### WHAT THE EXERCISE ASKS
Rename "integer pixel coordinates" as "whole-number pixel positions" throughout the lines below and change nothing else, leaving the pictures out of your copy.

Pointing entries for labeled objects

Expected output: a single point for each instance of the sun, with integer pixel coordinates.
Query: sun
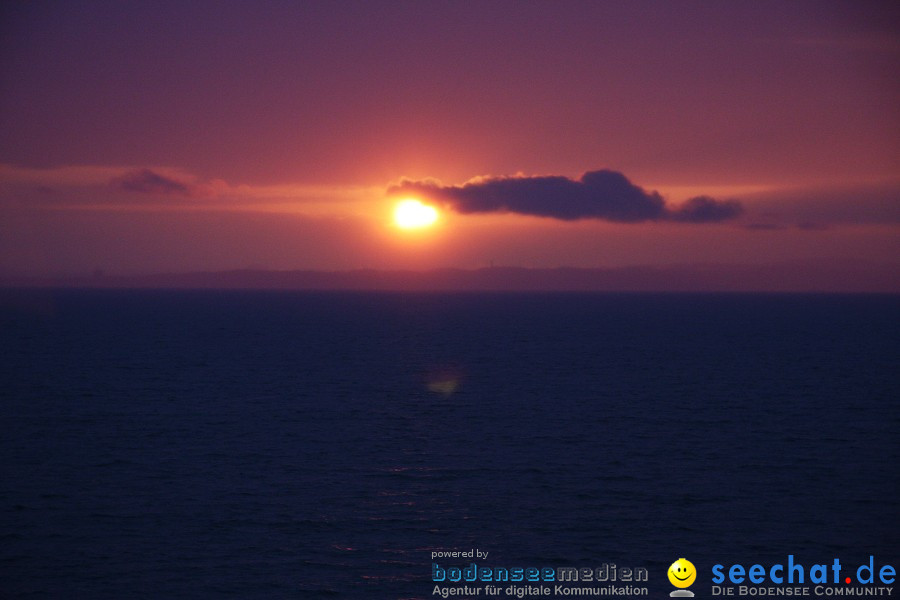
(413, 214)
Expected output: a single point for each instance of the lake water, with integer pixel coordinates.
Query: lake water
(179, 444)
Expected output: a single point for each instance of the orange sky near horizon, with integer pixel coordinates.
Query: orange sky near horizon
(134, 143)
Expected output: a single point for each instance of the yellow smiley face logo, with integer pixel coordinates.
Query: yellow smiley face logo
(682, 573)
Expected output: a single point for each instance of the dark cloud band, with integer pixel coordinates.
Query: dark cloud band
(604, 194)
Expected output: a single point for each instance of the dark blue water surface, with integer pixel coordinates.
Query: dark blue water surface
(175, 444)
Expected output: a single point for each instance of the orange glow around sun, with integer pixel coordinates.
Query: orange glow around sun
(413, 214)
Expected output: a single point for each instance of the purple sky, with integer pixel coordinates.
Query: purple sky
(176, 136)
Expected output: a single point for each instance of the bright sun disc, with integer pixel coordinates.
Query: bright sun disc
(412, 214)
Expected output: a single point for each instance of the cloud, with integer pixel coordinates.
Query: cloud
(604, 194)
(147, 181)
(703, 209)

### THE SOLUTION
Expected output: a single point for each instance of the sun, with whole-number pixel positions.
Query: sun
(413, 214)
Expected output: a single point for each instance of the lake water, with whole-number pixel positions.
Query: lake water
(179, 444)
Expected output: a single point for each instance of the orange sky near horizon, with whole-number pixel positions.
Query: orange sky near horizon
(134, 143)
Expected output: a single point for each instance of the yellow smiley face logo, with whole-number pixel positions.
Query: yellow smiley face logo
(682, 573)
Expected output: a single point for each instance of the dark cloud band, with whole-number pixel positions.
Query: dark cloud band
(604, 194)
Expected output: a single point for each instance of the dark blue water surface, with whole-number pixel positions.
Query: dark blue water surface
(175, 444)
Expected output: a single point for each instance of the orange glow around sun, with whole-number pixel positions.
Query: orange glow around sun
(413, 214)
Expected output: a single point for each instance of the purple sky, with whole-number pixel positions.
Query: purple sky
(176, 136)
Expected output: a single point for each instance of the bright sun disc, with whole-number pixel positions.
Query: bright sun disc
(412, 214)
Expected output: a single point for each instance of the cloud, with whole-number pixel positions.
Query: cloud
(604, 194)
(147, 181)
(703, 209)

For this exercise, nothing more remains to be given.